Problems and tasks:
a – Transcribe the Genesis post below from "Thursday, April 10th" up to and including "get a chance.".
b – In the Genesis post below, why does the third comment say Johnston presents the similarities between the Egyptian creation accounts and Genesis? Answer in one to three sentences.

Exercise text:
__________

>How to read the creation narrative in Genesis 1-2: Two different views

>”Drs. Elliott Johnson and Gordon Johnston present opposing viewpoints. Bring your questions for a great time of learning and interaction.”

Thursday, April 10th at 6:00 in Campbell 204, Dallas Campus. [Rescheduled from March]

Presented by The Forum at DTS (Dallas Seminary).



7 thoughts on “>How to read the creation narrative in Genesis 1-2: Two different views

  1. >Wow! I thought you would have sided with Elliot Johnson! 🙂

    Posted by Mark Mathews | April 13, 2008, 7:56 am
  2. >Johnston’s presentation was very compelling. I will comment on it further when I get a chance.

    Posted by Jeff Wright | April 12, 2008, 11:18 pm
  3. >I’ll let Jeff fill in the details since I think he went but I will give you a quick assessment. I’m afraid Dr. Johnston’s view would probably not fall in line with Henry Morris or David Jeremiah. In fact, he would say that the creation narratives are not scientific nor were they meant to be. Instead, he suggests they are a polemic against an Egyptian cosmology that the Israelites would have been exposed to while in exile, a tradition that would have been formative for their views of creation. Johnston provides a number of Egyptian creation accounts to demonstrate how much of the material is similar. He then presents these similarities to show how the writer of Genesis shaped these traditions in order to contrast the polytheism of Egypt and the Egyptian creation stories with that of the one true creator God. This is a very brief synopsis of Dr. Johnston’s view. I personally think it is very viable. I know he presented this at ETS last year and as far as I know it was received well. Perhaps Jeff can elaborate more. I just happened to see your post (Hylander) and thought I would give some response. It has also been about two years since I heard all of this from Dr. Johnston and I am sure he has developed it more since then.

__________

Stored data:
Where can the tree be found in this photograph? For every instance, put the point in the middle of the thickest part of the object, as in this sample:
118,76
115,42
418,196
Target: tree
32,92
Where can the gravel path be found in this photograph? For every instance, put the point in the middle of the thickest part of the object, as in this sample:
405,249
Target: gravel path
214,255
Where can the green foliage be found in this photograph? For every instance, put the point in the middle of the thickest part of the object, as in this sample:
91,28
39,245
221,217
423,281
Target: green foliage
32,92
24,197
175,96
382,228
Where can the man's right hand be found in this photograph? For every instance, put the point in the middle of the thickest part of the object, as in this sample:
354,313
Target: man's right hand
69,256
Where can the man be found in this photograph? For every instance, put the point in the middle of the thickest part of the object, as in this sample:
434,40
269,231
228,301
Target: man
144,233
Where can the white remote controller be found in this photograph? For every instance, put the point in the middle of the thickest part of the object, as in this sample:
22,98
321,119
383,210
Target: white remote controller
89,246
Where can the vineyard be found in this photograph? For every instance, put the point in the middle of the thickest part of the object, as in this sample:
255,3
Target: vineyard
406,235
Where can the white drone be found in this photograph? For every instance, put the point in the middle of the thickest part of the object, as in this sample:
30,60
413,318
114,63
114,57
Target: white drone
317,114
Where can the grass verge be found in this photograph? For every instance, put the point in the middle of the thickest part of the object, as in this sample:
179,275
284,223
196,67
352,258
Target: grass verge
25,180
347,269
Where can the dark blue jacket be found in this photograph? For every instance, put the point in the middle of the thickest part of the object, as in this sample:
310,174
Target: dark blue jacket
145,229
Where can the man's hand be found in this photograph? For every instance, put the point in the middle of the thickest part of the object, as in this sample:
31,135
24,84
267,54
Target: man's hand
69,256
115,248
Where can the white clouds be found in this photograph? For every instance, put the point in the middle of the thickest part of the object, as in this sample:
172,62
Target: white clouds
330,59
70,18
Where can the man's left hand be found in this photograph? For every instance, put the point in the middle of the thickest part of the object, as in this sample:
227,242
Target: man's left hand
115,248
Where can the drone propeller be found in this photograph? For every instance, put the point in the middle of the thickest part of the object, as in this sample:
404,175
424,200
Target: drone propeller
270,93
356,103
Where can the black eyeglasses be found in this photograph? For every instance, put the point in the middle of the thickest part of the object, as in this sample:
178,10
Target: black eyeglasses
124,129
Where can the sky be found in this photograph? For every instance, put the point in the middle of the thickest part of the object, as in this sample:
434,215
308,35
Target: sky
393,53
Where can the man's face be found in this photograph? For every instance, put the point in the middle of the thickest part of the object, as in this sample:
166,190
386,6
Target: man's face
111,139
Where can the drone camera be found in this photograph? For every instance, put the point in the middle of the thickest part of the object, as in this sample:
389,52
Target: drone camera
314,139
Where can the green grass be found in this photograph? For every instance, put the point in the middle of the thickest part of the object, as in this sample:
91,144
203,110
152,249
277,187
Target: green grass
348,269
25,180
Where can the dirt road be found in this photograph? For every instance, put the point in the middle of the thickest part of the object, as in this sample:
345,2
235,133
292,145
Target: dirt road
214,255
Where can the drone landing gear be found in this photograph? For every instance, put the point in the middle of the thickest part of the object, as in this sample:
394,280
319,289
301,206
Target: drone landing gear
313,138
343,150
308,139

__________

Response list:
a –
Thursday, April 10th at 6:00 in Campbell 204, Dallas Campus. [Rescheduled from March]

Presented by The Forum at DTS (Dallas Seminary).



7 thoughts on “>How to read the creation narrative in Genesis 1-2: Two different views

  1. >Wow! I thought you would have sided with Elliot Johnson! 🙂

    Posted by Mark Mathews | April 13, 2008, 7:56 am
  2. >Johnston’s presentation was very compelling. I will comment on it further when I get a chance.

b – He presents them to show how the writer of Genesis shaped those traditions. The writer did this to contrast Egypt's polytheism and its creation stories with the one true creator God.